AIM OF THE EXERCISE: Starting at the line that contains "Could you point at the neckline" and ending at the last line of the entries, write out every line again, requests included, and add -24 to each x and y coordinate in the answers.

PROVIDED DATA:
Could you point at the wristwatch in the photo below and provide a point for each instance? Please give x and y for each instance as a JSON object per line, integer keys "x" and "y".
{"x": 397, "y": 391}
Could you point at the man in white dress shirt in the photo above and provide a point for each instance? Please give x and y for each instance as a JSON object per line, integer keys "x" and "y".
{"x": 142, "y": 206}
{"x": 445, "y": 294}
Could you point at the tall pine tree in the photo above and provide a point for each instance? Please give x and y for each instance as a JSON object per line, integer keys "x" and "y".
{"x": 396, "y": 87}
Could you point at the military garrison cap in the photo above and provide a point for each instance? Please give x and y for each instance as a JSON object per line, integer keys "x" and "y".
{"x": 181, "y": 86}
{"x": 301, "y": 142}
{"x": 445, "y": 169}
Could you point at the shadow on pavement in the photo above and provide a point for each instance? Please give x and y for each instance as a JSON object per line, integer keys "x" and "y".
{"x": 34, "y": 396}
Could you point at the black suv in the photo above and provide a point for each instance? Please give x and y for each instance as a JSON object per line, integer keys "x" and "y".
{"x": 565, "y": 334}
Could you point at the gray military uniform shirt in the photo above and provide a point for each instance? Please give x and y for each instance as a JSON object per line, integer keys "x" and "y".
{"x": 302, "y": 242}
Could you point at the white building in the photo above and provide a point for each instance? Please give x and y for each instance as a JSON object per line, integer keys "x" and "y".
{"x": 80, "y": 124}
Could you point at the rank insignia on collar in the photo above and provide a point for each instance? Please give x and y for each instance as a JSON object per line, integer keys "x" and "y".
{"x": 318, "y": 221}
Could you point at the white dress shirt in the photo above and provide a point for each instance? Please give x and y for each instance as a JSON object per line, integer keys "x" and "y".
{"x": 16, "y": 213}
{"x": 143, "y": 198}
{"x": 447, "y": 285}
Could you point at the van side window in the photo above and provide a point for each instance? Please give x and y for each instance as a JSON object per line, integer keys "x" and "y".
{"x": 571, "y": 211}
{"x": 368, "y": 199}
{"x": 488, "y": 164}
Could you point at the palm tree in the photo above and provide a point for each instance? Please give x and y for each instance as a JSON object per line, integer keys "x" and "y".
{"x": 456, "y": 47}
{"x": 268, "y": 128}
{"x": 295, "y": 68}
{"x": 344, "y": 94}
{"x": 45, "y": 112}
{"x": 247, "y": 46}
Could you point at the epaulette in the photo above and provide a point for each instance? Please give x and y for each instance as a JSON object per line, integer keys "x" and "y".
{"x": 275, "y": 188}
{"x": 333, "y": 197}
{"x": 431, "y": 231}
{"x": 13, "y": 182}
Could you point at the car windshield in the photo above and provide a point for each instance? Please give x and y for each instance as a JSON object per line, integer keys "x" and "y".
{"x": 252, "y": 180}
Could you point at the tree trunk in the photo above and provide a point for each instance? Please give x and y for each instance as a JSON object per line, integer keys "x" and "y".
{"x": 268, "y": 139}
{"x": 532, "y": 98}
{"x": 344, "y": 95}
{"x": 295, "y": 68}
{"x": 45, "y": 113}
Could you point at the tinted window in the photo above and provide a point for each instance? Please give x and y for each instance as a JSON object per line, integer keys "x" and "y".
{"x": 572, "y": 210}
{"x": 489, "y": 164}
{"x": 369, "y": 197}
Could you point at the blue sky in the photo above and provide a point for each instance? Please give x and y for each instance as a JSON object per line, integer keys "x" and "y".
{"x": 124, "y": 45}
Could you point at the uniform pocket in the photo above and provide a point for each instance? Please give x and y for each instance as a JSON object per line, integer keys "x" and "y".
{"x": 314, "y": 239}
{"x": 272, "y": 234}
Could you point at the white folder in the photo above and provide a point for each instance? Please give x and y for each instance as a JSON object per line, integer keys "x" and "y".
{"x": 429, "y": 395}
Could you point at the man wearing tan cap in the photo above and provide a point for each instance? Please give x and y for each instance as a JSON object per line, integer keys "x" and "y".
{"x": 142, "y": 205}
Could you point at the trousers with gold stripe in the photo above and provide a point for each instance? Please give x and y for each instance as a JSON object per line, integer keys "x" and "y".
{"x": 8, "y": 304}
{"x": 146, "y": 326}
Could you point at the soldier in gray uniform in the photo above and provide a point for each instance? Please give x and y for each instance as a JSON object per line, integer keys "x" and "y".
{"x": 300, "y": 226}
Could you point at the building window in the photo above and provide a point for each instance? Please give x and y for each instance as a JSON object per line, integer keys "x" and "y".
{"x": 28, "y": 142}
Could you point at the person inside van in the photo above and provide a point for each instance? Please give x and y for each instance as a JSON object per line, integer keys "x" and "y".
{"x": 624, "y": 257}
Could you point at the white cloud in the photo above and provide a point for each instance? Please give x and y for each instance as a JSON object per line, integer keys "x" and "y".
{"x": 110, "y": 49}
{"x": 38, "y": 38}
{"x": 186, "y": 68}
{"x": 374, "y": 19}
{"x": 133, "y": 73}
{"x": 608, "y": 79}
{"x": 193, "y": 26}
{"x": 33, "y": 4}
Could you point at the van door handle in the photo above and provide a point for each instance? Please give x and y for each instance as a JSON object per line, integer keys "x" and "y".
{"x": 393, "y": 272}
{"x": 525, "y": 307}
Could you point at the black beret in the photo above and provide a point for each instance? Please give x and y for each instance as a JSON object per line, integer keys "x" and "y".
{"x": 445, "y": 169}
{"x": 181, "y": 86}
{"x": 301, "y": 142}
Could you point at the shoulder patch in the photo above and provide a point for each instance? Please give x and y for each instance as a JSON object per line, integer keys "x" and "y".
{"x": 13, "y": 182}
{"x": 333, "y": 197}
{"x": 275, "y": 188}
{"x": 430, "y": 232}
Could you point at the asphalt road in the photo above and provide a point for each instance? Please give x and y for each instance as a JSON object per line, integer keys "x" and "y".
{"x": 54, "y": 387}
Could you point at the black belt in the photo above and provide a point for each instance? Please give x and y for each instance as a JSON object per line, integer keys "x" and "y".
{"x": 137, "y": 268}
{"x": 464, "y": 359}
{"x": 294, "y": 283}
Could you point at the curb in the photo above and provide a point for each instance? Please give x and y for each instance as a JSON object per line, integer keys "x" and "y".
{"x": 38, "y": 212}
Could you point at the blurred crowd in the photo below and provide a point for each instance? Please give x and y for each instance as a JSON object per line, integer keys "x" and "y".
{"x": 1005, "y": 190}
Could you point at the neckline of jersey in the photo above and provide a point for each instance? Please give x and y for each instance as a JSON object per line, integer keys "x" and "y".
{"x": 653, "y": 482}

RESULT OF THIS EXERCISE:
Could you point at the neckline of jersey in the photo above and provide a point for each instance? Please give x and y for each instance as a JSON object per line, integer keys "x" and "y".
{"x": 629, "y": 458}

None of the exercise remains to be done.